- [SECCIÓN DE TEXTO]:
Vamos a obtener los datos de todas las temporadas para calcular el pythagorean expectation de cada equipo y porcentaje de victorias real al final de cada temporada.

Obtener y preparar los datos

In [3]:
query = text("""select extract(year from g.primer_lanzamiento)::integer as temporada, loc.nombre as home_team, 
              vis.nombre as visiting_team, g.carreras_local as home_r, g.carreras_visitante as vis_r
              from juego g
              join equipo loc on g.local_id = loc.equipo_id
              join equipo vis on g.visitante_id = vis.equipo_id""")
with engine.connect() as conn:
    lmb = pd.read_sql(query, conn)

- [CONSIGNA]: Reproduce sin cambios el pasaje del fragmento sobre el pythagorean expectation que comienza con "Vamos a obtener" y sigue hasta "lmb = pd.read_sql(query, conn)". Los datos no intervienen para nada en esto.

Registros de un conjunto de etiquetado de puntos
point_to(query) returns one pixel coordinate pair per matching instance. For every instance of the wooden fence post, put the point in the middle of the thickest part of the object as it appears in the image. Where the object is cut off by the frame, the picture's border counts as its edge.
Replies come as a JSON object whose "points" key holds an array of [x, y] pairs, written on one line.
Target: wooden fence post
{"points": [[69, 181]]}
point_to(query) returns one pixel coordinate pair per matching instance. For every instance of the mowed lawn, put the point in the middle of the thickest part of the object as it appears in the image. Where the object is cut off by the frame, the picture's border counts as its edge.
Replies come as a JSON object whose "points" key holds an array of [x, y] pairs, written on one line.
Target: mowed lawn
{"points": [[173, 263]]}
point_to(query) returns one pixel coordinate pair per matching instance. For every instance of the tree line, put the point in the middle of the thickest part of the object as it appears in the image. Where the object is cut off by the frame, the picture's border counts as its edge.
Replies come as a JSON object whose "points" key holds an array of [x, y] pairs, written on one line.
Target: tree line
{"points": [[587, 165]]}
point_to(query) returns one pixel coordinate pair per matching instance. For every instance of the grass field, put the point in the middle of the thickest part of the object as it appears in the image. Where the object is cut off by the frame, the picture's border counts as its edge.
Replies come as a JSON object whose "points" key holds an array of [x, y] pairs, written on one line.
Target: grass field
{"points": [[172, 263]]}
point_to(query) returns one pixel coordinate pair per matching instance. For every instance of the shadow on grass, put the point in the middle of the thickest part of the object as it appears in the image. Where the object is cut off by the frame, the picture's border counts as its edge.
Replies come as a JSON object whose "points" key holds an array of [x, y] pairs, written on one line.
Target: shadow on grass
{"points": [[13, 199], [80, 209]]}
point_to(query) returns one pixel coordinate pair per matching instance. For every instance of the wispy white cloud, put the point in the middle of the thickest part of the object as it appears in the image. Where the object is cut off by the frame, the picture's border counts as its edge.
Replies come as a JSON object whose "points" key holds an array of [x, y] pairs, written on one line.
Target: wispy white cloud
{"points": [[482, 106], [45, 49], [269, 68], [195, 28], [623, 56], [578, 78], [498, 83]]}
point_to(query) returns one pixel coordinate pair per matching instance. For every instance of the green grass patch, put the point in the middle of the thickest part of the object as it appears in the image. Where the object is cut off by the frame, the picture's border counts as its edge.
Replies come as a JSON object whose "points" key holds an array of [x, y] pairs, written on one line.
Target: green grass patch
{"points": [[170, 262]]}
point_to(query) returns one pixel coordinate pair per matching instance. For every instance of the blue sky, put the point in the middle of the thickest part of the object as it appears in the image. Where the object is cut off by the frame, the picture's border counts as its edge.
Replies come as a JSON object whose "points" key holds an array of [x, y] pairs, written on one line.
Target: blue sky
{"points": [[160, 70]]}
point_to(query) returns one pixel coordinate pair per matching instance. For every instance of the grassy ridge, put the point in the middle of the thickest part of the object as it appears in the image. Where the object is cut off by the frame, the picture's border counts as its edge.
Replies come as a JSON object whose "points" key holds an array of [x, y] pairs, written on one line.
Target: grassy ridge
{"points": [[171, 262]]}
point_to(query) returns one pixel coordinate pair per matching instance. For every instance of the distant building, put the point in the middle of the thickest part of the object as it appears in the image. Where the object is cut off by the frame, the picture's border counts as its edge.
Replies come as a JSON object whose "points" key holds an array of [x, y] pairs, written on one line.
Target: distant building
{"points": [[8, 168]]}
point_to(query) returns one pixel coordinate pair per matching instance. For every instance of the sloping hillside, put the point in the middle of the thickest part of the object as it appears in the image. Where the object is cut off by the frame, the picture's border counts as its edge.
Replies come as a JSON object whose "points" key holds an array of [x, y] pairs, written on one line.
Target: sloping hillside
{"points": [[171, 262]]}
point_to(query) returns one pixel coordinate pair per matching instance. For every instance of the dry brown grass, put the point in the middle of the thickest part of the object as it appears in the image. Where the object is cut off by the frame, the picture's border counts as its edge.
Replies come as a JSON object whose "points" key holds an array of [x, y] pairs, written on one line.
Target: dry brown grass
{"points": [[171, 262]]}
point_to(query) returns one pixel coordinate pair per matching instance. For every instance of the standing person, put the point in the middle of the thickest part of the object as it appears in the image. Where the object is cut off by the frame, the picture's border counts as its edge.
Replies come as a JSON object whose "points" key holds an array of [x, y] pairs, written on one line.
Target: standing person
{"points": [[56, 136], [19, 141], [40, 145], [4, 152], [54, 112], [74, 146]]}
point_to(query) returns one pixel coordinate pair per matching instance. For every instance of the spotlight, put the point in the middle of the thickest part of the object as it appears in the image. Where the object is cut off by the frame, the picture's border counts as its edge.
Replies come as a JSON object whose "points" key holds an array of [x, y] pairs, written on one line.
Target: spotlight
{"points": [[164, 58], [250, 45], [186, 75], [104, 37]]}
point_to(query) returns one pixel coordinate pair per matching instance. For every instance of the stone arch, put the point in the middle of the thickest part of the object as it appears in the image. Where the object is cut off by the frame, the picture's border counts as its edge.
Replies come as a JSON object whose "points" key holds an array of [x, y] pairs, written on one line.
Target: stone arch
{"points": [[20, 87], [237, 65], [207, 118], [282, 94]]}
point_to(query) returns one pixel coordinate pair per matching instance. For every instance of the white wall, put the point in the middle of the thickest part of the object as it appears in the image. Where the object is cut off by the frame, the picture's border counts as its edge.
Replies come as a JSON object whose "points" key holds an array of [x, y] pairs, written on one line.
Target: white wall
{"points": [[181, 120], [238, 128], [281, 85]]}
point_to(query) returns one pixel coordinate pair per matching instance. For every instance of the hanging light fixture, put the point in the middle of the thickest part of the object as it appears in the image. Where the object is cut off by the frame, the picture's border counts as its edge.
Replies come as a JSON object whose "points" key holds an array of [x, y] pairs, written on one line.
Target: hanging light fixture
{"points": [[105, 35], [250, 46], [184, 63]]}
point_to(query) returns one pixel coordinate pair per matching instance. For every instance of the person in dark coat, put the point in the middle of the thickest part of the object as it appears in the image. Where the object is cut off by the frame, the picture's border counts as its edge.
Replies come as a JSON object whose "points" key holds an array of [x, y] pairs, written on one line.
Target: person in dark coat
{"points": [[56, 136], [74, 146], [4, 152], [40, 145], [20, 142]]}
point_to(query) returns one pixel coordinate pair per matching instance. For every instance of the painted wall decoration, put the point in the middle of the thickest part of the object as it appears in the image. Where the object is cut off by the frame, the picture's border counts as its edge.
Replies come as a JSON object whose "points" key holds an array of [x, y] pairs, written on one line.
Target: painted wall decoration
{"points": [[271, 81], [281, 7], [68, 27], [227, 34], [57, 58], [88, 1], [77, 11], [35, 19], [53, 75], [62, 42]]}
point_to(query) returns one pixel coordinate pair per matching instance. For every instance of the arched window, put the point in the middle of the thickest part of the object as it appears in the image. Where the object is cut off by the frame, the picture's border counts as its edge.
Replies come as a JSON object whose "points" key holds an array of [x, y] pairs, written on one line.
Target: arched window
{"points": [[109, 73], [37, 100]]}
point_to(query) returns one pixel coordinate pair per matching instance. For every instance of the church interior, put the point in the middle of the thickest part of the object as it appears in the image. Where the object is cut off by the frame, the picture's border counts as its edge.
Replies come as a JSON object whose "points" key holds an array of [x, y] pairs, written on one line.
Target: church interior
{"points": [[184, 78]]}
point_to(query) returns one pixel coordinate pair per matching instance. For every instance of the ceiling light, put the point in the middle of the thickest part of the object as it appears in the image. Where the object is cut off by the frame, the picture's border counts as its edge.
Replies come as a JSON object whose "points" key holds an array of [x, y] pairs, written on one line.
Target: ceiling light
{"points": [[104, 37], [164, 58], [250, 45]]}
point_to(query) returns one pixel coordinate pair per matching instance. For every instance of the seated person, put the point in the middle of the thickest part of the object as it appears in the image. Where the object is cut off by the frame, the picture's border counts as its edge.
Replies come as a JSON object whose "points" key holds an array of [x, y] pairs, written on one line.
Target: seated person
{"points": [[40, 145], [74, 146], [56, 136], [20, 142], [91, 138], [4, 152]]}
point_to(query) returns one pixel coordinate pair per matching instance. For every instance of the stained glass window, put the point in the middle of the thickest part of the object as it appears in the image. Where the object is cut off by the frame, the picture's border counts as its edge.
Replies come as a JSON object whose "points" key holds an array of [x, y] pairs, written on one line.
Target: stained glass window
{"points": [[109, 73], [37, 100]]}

- [RESPUESTA AL EJERCICIO]:
Vamos a obtener los datos de todas las temporadas para calcular el pythagorean expectation de cada equipo y porcentaje de victorias real al final de cada temporada.

Obtener y preparar los datos

In [3]:
query = text("""select extract(year from g.primer_lanzamiento)::integer as temporada, loc.nombre as home_team, 
              vis.nombre as visiting_team, g.carreras_local as home_r, g.carreras_visitante as vis_r
              from juego g
              join equipo loc on g.local_id = loc.equipo_id
              join equipo vis on g.visitante_id = vis.equipo_id""")
with engine.connect() as conn:
    lmb = pd.read_sql(query, conn)